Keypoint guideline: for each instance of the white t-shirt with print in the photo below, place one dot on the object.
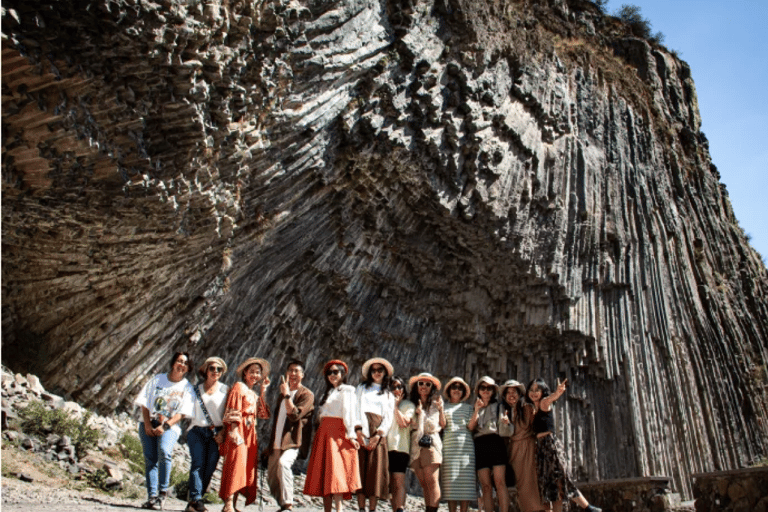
(164, 397)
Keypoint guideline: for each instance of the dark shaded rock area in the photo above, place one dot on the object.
(466, 187)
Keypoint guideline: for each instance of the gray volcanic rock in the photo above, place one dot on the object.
(462, 186)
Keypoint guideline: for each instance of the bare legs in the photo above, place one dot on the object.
(397, 488)
(332, 502)
(372, 502)
(430, 483)
(229, 504)
(463, 506)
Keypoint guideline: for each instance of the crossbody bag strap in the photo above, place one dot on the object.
(202, 406)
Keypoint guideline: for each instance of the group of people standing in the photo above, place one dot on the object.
(366, 439)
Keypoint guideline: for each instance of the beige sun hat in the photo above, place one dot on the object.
(424, 376)
(447, 392)
(265, 366)
(487, 380)
(512, 383)
(212, 360)
(386, 364)
(337, 362)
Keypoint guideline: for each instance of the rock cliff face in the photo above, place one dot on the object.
(465, 187)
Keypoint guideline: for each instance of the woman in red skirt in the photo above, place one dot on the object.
(333, 471)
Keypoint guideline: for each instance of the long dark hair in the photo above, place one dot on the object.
(329, 387)
(518, 405)
(397, 380)
(414, 396)
(384, 381)
(176, 356)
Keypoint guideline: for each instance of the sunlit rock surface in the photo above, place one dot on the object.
(462, 186)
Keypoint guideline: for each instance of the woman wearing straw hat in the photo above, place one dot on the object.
(399, 443)
(490, 450)
(241, 444)
(333, 470)
(163, 401)
(522, 445)
(457, 473)
(426, 445)
(377, 407)
(206, 432)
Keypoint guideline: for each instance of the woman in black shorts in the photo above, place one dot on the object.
(490, 449)
(399, 443)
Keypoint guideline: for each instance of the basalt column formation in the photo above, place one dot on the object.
(465, 187)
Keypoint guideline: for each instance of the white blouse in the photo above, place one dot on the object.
(341, 403)
(215, 403)
(371, 401)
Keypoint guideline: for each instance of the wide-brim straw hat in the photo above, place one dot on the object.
(487, 380)
(337, 362)
(386, 364)
(447, 392)
(512, 383)
(212, 360)
(265, 366)
(424, 376)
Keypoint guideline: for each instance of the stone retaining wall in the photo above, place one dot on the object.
(740, 490)
(650, 494)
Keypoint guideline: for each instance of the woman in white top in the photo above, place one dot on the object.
(205, 432)
(333, 470)
(399, 443)
(426, 445)
(163, 401)
(377, 406)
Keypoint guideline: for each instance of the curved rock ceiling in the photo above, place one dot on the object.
(462, 186)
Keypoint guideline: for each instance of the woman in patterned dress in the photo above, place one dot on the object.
(555, 484)
(457, 473)
(333, 471)
(241, 444)
(522, 445)
(490, 449)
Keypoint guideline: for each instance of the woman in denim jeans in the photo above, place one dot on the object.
(205, 432)
(163, 401)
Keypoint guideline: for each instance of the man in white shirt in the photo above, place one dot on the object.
(291, 433)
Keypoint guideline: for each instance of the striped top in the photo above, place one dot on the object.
(457, 473)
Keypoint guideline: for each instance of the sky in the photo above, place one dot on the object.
(725, 44)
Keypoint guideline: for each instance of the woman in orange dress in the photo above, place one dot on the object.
(333, 471)
(240, 449)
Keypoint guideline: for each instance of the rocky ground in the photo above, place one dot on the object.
(46, 474)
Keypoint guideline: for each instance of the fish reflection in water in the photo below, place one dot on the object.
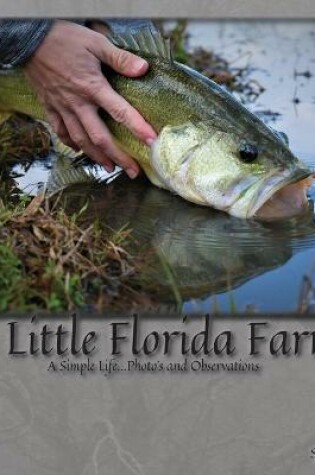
(197, 251)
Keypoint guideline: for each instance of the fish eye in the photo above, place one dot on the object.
(248, 152)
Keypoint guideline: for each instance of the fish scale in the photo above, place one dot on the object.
(181, 104)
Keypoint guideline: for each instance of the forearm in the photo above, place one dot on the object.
(19, 39)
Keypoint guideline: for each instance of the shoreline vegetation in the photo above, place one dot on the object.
(54, 260)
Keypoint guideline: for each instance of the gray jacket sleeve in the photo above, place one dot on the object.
(19, 39)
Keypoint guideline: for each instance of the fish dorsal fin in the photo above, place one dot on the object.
(147, 42)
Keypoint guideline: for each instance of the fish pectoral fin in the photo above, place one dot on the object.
(146, 41)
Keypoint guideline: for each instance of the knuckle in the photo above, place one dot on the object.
(99, 141)
(79, 140)
(119, 114)
(121, 59)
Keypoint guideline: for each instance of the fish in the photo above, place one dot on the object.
(189, 250)
(210, 149)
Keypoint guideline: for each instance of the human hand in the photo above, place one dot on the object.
(65, 72)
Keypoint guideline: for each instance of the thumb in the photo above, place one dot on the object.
(121, 61)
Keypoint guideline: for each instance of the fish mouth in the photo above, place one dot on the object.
(280, 195)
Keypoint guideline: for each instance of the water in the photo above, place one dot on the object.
(205, 260)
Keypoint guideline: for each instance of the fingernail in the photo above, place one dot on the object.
(149, 141)
(132, 173)
(140, 65)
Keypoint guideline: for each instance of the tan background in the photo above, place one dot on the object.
(162, 8)
(156, 425)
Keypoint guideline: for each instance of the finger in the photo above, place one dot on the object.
(121, 111)
(59, 128)
(101, 138)
(82, 141)
(121, 61)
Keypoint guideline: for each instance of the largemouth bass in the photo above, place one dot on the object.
(210, 149)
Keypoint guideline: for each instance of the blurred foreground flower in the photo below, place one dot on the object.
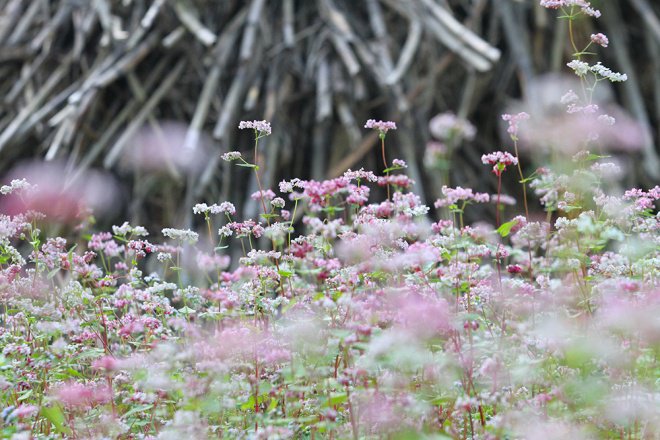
(47, 189)
(170, 147)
########################################
**EXERCISE TASK**
Please change every "place one dot" in the listing above to "mark a single point" and give the listing again with everything else unchanged. Leave out the pictures.

**RESULT FOR THIS EXERCISE**
Keypoint guideline: for each instance of the white t-shirt with print in the photo below, mark a single point on the object.
(164, 397)
Keypoint guideline: for each instance of the dark shaded rock area in the photo above, mark a single point on the object.
(466, 187)
Keypoint guideline: for each instance of the gray volcanic rock in the photo above, mark a single point on the object.
(462, 186)
Keypoint guideline: for each instance of the bare legs in the photo above, mark a single point on the object.
(397, 488)
(332, 502)
(372, 502)
(430, 483)
(229, 504)
(463, 506)
Keypoint guideline: for each instance of the crossbody bag strap in the photo above, mark a single point on the object.
(202, 406)
Keypoint guideline: for each instance of the group of people standing in the photo above, mark a single point on the object.
(366, 439)
Keypoint guideline: for each instance of the beige sun hat in the photo above, mark a single point on the object.
(424, 376)
(447, 392)
(265, 366)
(487, 380)
(512, 383)
(212, 360)
(386, 364)
(337, 362)
Keypoint guideline: for each instance of the rock cliff face in the photo above, mark a single point on the object.
(465, 187)
Keypoint guideline: for each instance of the woman in red skirt in the photo above, mark a single point on the object.
(333, 471)
Keypoint guideline: for each instance of the long dark hair in the photo above, mark a single point on the object.
(329, 387)
(518, 405)
(397, 380)
(414, 396)
(384, 381)
(176, 356)
Keypoint guideline: for each instance of the sunlit rock surface in the photo above, mark a single point on the object.
(462, 186)
Keypoint guideline: for each instance of the woman wearing straw hat in the photo above, mark a single point on the object.
(399, 443)
(490, 450)
(241, 444)
(333, 470)
(163, 401)
(522, 445)
(457, 473)
(426, 445)
(377, 407)
(206, 432)
Keypoint guideline: for each instance of the woman in black shorts in the photo above, mark a single point on the object.
(490, 449)
(399, 443)
Keypoint guideline: for each instance of the basalt column formation in the photo above, mark a single point on the object.
(465, 187)
Keypoint guideline: for each instance of the white blouse in the photo above, mark a single point on the object.
(341, 403)
(215, 403)
(371, 401)
Keypoint guideline: for each instance of the wide-brim straw hat in the photo above, mark a single point on the object.
(487, 380)
(337, 362)
(386, 364)
(447, 392)
(512, 383)
(212, 360)
(265, 366)
(424, 376)
Keypoint guideline: for each instance of the stone retaining wall in the photo above, mark a single point on the object.
(740, 490)
(650, 494)
Keypoint guideline: for each instance of the woman in white top in the photo above, mark a single point on the object.
(205, 432)
(333, 470)
(399, 443)
(426, 445)
(163, 401)
(377, 406)
Keypoint guideline: for each instance of the curved rock ceiling in the photo above, mark a single point on the object.
(462, 186)
Keypoint guideline: for each instance of the woman in patterned dress in the photo above, mark a single point on the object.
(555, 484)
(457, 473)
(333, 471)
(241, 444)
(522, 445)
(490, 449)
Keypoint guideline: for each instance of the woman in denim jeans in the photo above, mark a single point on the object.
(205, 432)
(163, 401)
Keypoint guideline: for each instance of the man in white shirt in the photo above, mark a single point on the object.
(291, 433)
Keypoint guideline: for each instance of the striped top in the photo above, mark a single point on the object.
(457, 473)
Keypoint guideline: for each instance of the sky in the photo above, mark a single point on the object.
(725, 44)
Keypoint guideline: for each instance of the woman in orange dress in the photo above, mark a single point on the object.
(333, 471)
(240, 449)
Keypoint guideline: for each instance of the rocky ground in the photo above, mark a single point on the object.
(46, 474)
Keypoint guideline: for each instance of the fish reflection in water in the photo below, mark a single point on the object.
(197, 251)
Keypoint guideline: for each instance of the fish eye in the photo above, mark a single point on the object.
(248, 152)
Keypoint guideline: for each instance of the fish scale in the photo above, mark a single point on the object.
(181, 104)
Keypoint guideline: for each instance of the forearm in the photo above, mark a single point on the object.
(19, 39)
Keypoint guideline: for each instance of the shoreline vegetation in the photo above, mark a single point on the object.
(54, 260)
Keypoint guideline: for each instance of the gray jacket sleeve in the photo above, mark a single point on the object.
(19, 39)
Keypoint guideline: for each instance of the fish dorsal fin in the photo above, mark a single point on the object.
(147, 42)
Keypoint guideline: for each instance of the fish pectoral fin in the photo above, mark a single point on the object.
(146, 41)
Keypoint guideline: for each instance of the knuckle in the photo above, mark a single point on the object.
(99, 141)
(79, 140)
(119, 114)
(121, 59)
Keypoint guideline: for each instance of the fish in the photo above, mark a single point on the object.
(189, 250)
(210, 149)
Keypoint guideline: for each instance of the human hand in the photo above, mark a single point on the object.
(65, 72)
Keypoint guideline: for each instance of the thumb in the photo above, mark a single point on the object.
(121, 61)
Keypoint guideline: for each instance of the fish mouth in the photo above, mark a single point on the object.
(280, 195)
Keypoint guideline: for each instance of the water in the photo above, mark a single point on the object.
(205, 260)
Keypoint guideline: for each instance of the fingernail in the photo above, mark a single point on the object.
(149, 141)
(132, 173)
(140, 65)
Keypoint guideline: for each instance of the tan background in the photo above, mark a single point on the object.
(162, 8)
(156, 425)
Keypoint guideline: for each instance of the finger in the photo above, mark a single point on the object.
(121, 111)
(59, 128)
(101, 138)
(82, 141)
(121, 61)
Keypoint guideline: for each instance of the largemouth bass in the photo above, mark a single point on the object.
(210, 149)
Keypoint guideline: for each instance of the blurred foreground flower in the photo below, mark a single point on the object.
(47, 189)
(170, 147)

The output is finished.